Musulmani, ortodossi o cattolici, gli albanesi sono fieri della loro tradizione secolare ed ecumenica. Fatos Lubonja interroga però il mito nazionale della tolleranza, insieme al noto aforisma secondo cui «la religione degli albanesi è l'albanesità», collocandoli nel nuovo contesto nazionale e internazionale
Di Fatos Lubonja, Korrieri, 14 gennaio 2006; traduzione di Mandi Gueguen, Le Courrier des Balkans, e Carlo Dall'Asta per Osservatorio sui Balcani
Fatos Lubonja
La storia ha spesso mostrato come un mito storiografico possa servire da pretesto per impedire ad una società di vedere la realtà. Ciò può risultare pericoloso soprattutto quando questi miti sono antichi, o quando si trasformano in simboli del potere e poco alla volta si degradano invece di restare una forza ispiratrice, unificatrice, formatrice dell'identità. Essi sono anche pericolosi, nel caso in cui la società non adotti più lo sguardo critico della storia e dei suoi sviluppi. Gli esempi non mancano, nella storia mondiale come in quella del popolo albanese.

============

COMPITO DA SVOLGERE - Secondo il brano, quale noto aforisma viene interrogato da Fatos Lubonja insieme al mito nazionale della tolleranza?

MATERIALE FORNITO -
============

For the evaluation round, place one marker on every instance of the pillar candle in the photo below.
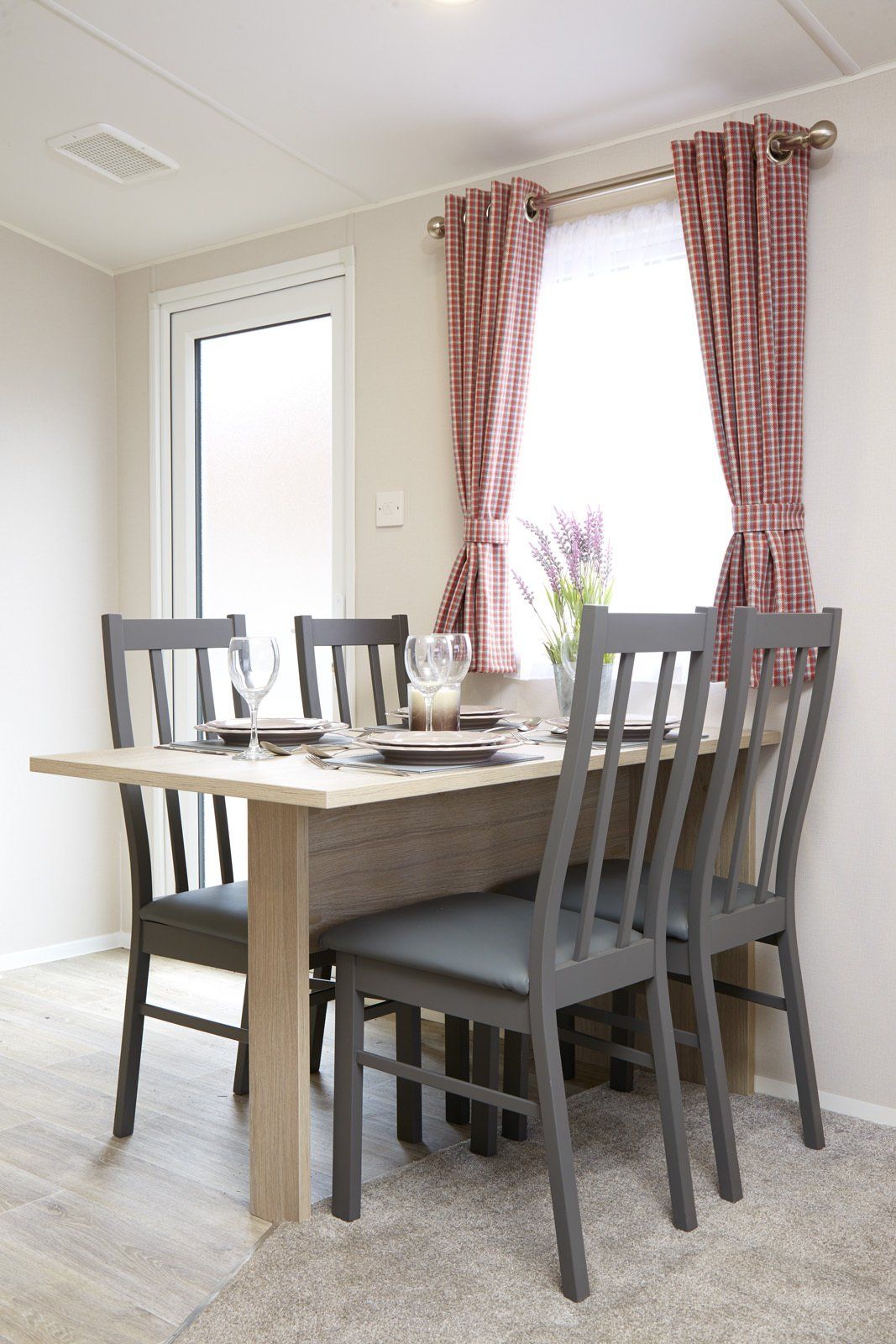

============

RISULTATO DEL COMPITO - L'aforisma è «la religione degli albanesi è l'albanesità».